> **Work to do**
[1] Answer these from the patent text on training an image content recognition algorithm:
(a) What is the number of the European patent application it claims priority to?
(b) What industrial example does it give for recognizing content in an image?
(c) How is the task of annotating training images often performed?
[2] Carry on the patent text about training an image content recognition algorithm, starting right after its final sentence.

Text block start

Computer-Implemented Method for Training of an Image Content Recognition Algorithm

This application claims priority to European patent application No. 24178159.0, filed May 27, 2024, the entirety of which is incorporated herein by reference.

present disclosure relates in general to the field of training of algorithms of machine vision systems and specifically to a computer-implemented method for training of an image content recognition algorithm of a machine vision system, a computer program product comprising computer program code, the computer program code being adapted, if executed by a processor, to perform the method, and a system for recognizing content in captured images.

Training an image content recognition algorithm, i.e. a machine learning (ML) algorithm which can recognize various objects within an image, is conventionally done by providing one or more sets of images comprising, that is, that are imaging, various objects including such to be recognized, with the images all being annotated with the same type of information about the objects to be recognized. In other words, the sets of images are training data used to update, or in other words, to train, the image content recognition algorithm to successively become more accurate in recognizing objects within images. Typically, the training and recognition is about recognizing a specific object and for example find out if this object is present in the image and/or where it is located and/or how many instances of it that are present.

Should the algorithm be implemented in a system for recognizing content in an image captured in an industrial setting, e.g. in a non-limiting example of recognizing a certain type of object on a conveyor belt, the image content recognition algorithm must be accurate to ensure any benefit. It follows that the number of annotated images needs to be sufficient to be able to train the image content recognition algorithm to a level where it can perform its recognition task accurate enough for use in practice. Annotating images to be provided as training data, a task often fully or partly performed manually, requires considerable effort.

Thus, there is a need, or at least desirable, to be able to more efficiently, for example with reduced annotation effort and/or amount of annotation, reach a sufficiently trained image content recognition algorithm.

An object of the present disclosure is to provide one or more improvements or alternatives to the prior art, such as a more efficient method of training an image content recognition algorithm and to provide a computer program product and a system for recognizing content in captured images configured to perform the method.

Text block end
Data excerpts start

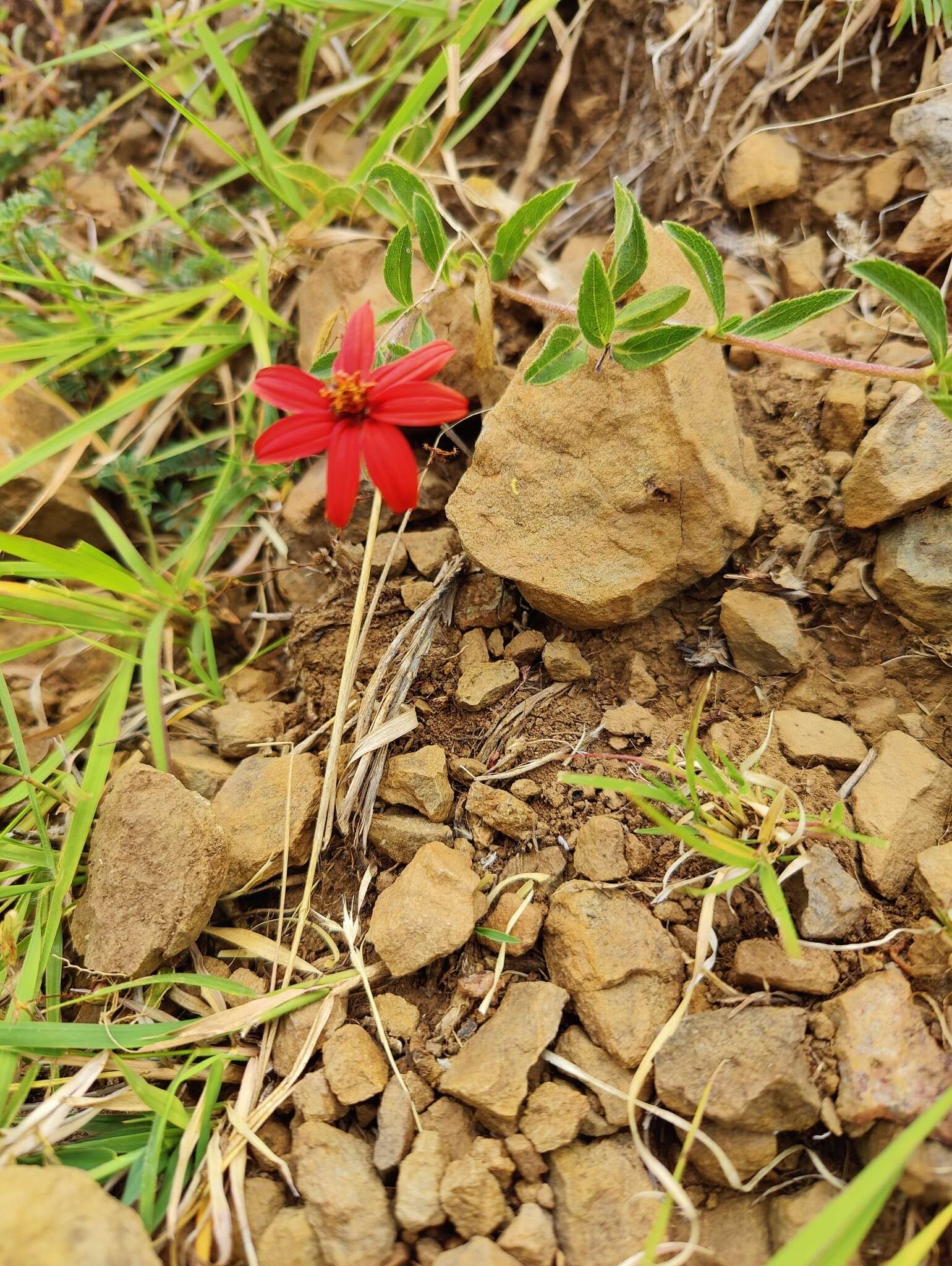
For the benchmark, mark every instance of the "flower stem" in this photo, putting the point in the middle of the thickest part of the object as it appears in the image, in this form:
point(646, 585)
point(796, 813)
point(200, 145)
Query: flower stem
point(328, 792)
point(867, 368)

Data excerpts end

> **Answer set**
[1]
(a) No. 24178159.0
(b) Recognizing a certain type of object on a conveyor belt
(c) Fully or partly by hand (manually)

[2]
A main idea of the present invention is to combine annotations of different types, instead of using and for example requiring the user to provide the machine vision system with images that are all annotated in the same way.

This objective is achieved by means of the subject matter of the independent claims of the present disclosure, wherein further aspects of the present disclosure are incorporated in the dependent claims.

According to a first aspect of the present disclosure and embodiments herein, it is provided a computer-implemented method for training of an image object recognition algorithm of a machine vision system, said machine vision system being operative to recognize at least one object in images captured by the machine vision system, said method comprising: obtaining a plurality of images wherein at least one image comprises the at least one object, providing a first annotation for a first set of the plurality of images, said first annotation providing information about the at least one object, providing a second annotation for at least a second set of the plurality of images, said second annotation providing information of a different type than the first annotation about the at least one object, training said image content recognition algorithm using said first and second annotations.

By combining said first and second annotations comprising different types of information about the at least one object, a more efficient method for training of the image object recognition algorithm is achieved.

Said first annotation may provide more detailed information about the at least one object in the at least one image than said second annotation.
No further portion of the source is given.